> [Pagina]:

Cass. civ. Sez. II, Sent., 27-04-2012, n. 6580 Esecuzione specifica dell’obbligo di concludere il contratto

Sentenza scelta dal dott. Domenico Cirasole direttore del sito giuridico http://www.gadit.it/

Svolgimento del processo

C.A.V. con atto di citazione del 5-9/ novembre 1994 conveniva in giudizio davanti al Tribunale di Siracusa C. L., L.M.G., Cu.Al., I.C. chiedendo l’emissione di sentenza sostitutiva del contratto non concluso ex art. 1932 cod. civ. in relazione alla scrittura privata del 9 aprile 1993, con la quale l’attore acquistava alcuni lotti di terreno di proprietà dei convenuti sui quali insistevano alcuni capannoni, oltre al risarcimento del danno. A sostegno di tale domanda l’attore deduceva di aver avuto il pieno possesso dei beni venduti e di avere interamente pagato il prezzo di vendita correlato ai debiti dei venditori con il Banco di Sicilia, Banca del Sud e Banca popolare di Augusta, per un importo di L. 250.000.000 e che i venditori si erano obbligati a trasferire i beni stesso a mezzo di atto pubblico.

Si costituivano i convenuti C.L. e L.M. G., che eccepivano l’inammissibilità delle domande attoree e chiedevano di chiamare in causa Cu.Al. e C.S. proponendo altresì domanda riconvenzionale mirante a far dichiarare la nullità della scrittura privata del 9 aprile 1993, per violazione della L. n. 47 del 1985, art. 18 risultando non essere stato allegato a detto atto il certificato di destinazione urbanistica.

> [Compiti da svolgere]:
**a)** Trascrivi fedelmente dalla sentenza la parte che si apre con le parole contenenti "Svolgimento del processo" e si chiude con "di atto pubblico.".
**b)** Secondo la sentenza, in quale data è stata redatta la scrittura privata con cui l'attore acquistava i lotti di terreno?
**c)** Quali sono gli istituti bancari verso cui, secondo la sentenza, i venditori avevano debiti?

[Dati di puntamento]
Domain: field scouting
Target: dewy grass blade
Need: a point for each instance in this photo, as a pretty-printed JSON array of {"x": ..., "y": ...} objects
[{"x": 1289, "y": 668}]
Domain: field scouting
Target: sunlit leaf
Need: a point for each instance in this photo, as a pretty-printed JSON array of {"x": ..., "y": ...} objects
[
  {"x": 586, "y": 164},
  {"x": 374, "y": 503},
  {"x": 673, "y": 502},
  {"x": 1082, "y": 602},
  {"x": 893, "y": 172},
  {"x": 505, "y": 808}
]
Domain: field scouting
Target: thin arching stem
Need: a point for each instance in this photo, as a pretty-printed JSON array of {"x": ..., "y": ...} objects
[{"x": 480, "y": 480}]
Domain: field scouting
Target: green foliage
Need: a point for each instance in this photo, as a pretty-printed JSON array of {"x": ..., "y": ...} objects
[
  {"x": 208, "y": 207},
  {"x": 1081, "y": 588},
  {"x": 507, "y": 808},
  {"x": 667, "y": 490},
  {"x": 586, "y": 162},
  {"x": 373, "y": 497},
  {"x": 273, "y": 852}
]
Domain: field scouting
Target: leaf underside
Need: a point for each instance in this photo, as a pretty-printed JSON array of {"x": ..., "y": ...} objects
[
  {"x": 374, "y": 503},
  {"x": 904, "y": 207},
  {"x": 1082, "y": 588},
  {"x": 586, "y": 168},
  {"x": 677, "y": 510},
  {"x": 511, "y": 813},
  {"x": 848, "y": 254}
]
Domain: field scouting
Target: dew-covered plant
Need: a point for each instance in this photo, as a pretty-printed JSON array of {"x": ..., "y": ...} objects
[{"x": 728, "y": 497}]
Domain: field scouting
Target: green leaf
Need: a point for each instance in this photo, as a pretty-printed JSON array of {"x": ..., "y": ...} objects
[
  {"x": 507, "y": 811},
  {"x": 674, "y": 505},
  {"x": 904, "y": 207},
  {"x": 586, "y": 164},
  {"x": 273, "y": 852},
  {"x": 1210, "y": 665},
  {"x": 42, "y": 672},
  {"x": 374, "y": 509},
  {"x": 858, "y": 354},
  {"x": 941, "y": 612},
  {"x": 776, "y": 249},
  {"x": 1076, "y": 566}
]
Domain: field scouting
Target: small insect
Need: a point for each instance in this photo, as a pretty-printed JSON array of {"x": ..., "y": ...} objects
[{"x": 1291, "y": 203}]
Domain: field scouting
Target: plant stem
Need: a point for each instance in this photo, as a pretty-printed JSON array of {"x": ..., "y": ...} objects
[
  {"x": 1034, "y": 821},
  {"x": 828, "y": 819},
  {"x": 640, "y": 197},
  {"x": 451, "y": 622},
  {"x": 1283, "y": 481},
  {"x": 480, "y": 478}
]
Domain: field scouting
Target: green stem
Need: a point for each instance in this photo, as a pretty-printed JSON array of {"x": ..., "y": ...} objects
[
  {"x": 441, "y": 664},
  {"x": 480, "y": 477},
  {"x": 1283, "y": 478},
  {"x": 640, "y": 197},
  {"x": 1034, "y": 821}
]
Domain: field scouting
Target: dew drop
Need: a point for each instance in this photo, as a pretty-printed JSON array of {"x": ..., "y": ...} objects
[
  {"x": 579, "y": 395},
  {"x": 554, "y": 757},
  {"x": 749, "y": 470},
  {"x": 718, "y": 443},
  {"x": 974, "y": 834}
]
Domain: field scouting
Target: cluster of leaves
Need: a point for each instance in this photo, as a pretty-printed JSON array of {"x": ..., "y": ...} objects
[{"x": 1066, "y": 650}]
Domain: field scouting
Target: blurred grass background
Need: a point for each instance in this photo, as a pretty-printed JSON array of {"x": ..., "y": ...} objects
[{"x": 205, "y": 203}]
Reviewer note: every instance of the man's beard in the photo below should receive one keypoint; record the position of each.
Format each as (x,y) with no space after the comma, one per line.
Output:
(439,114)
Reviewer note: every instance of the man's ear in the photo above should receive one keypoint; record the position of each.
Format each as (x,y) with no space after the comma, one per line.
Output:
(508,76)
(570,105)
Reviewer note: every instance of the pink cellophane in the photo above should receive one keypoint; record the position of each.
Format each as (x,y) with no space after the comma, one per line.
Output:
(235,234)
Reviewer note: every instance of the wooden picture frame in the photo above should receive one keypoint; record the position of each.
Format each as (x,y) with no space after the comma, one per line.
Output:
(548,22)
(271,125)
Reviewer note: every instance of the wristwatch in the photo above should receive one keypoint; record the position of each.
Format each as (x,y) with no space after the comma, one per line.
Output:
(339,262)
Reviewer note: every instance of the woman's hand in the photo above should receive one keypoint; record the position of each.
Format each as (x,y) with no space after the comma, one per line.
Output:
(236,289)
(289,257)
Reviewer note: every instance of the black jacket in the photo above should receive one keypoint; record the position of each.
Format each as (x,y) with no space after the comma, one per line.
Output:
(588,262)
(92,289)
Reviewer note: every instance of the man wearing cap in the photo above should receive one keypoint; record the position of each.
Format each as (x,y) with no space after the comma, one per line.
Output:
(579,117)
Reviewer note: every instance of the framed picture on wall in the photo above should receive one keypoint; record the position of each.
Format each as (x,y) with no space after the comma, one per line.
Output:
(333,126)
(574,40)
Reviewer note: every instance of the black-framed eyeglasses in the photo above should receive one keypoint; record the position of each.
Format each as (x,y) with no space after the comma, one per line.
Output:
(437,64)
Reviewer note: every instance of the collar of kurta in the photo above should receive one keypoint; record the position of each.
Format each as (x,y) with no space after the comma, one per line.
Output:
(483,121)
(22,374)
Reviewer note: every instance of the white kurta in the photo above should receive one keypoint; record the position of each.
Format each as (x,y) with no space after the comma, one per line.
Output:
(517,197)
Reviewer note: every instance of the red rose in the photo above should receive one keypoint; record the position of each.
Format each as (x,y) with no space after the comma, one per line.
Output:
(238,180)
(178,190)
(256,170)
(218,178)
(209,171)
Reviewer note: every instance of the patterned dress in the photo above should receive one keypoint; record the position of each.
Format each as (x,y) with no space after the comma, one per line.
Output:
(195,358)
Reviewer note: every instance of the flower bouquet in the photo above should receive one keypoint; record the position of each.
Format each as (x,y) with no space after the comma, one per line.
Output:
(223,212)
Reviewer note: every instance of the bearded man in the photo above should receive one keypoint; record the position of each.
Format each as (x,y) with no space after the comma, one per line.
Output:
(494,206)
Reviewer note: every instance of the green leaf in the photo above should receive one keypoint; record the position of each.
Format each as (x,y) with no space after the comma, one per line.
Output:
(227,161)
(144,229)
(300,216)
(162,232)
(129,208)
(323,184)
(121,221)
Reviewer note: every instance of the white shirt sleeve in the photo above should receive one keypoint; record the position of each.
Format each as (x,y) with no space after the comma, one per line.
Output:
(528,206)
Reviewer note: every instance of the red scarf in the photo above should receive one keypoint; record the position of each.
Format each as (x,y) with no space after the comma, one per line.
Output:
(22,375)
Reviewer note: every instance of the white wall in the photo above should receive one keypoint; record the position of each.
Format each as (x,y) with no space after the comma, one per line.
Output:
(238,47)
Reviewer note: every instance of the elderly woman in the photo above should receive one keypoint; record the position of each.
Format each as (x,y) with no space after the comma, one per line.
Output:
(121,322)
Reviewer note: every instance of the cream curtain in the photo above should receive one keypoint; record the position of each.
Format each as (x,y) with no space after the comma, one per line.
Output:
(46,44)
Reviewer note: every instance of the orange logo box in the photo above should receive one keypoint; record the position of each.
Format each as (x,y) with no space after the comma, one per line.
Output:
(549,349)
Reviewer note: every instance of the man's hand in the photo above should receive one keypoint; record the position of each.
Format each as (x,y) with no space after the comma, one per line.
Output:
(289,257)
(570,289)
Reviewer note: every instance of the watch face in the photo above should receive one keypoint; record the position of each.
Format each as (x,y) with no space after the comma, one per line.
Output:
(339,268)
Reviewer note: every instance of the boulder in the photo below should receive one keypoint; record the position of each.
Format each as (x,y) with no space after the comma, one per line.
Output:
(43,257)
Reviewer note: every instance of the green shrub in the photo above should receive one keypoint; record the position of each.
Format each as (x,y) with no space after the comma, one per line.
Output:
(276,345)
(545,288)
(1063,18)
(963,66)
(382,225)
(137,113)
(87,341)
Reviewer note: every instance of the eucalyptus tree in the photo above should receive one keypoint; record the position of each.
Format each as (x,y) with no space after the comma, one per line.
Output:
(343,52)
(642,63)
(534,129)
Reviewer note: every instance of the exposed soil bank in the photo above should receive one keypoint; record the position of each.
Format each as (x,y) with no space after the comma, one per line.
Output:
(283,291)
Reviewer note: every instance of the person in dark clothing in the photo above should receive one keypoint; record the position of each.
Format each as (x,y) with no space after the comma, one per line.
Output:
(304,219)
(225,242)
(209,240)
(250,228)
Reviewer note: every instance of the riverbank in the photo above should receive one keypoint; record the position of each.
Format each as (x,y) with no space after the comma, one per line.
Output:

> [Elenco soluzioni]:
**a)**
Svolgimento del processo

C.A.V. con atto di citazione del 5-9/ novembre 1994 conveniva in giudizio davanti al Tribunale di Siracusa C. L., L.M.G., Cu.Al., I.C. chiedendo l’emissione di sentenza sostitutiva del contratto non concluso ex art. 1932 cod. civ. in relazione alla scrittura privata del 9 aprile 1993, con la quale l’attore acquistava alcuni lotti di terreno di proprietà dei convenuti sui quali insistevano alcuni capannoni, oltre al risarcimento del danno. A sostegno di tale domanda l’attore deduceva di aver avuto il pieno possesso dei beni venduti e di avere interamente pagato il prezzo di vendita correlato ai debiti dei venditori con il Banco di Sicilia, Banca del Sud e Banca popolare di Augusta, per un importo di L. 250.000.000 e che i venditori si erano obbligati a trasferire i beni stesso a mezzo di atto pubblico.

**b)** Il 9 aprile 1993.

**c)** Banco di Sicilia, Banca del Sud, Banca popolare di Augusta.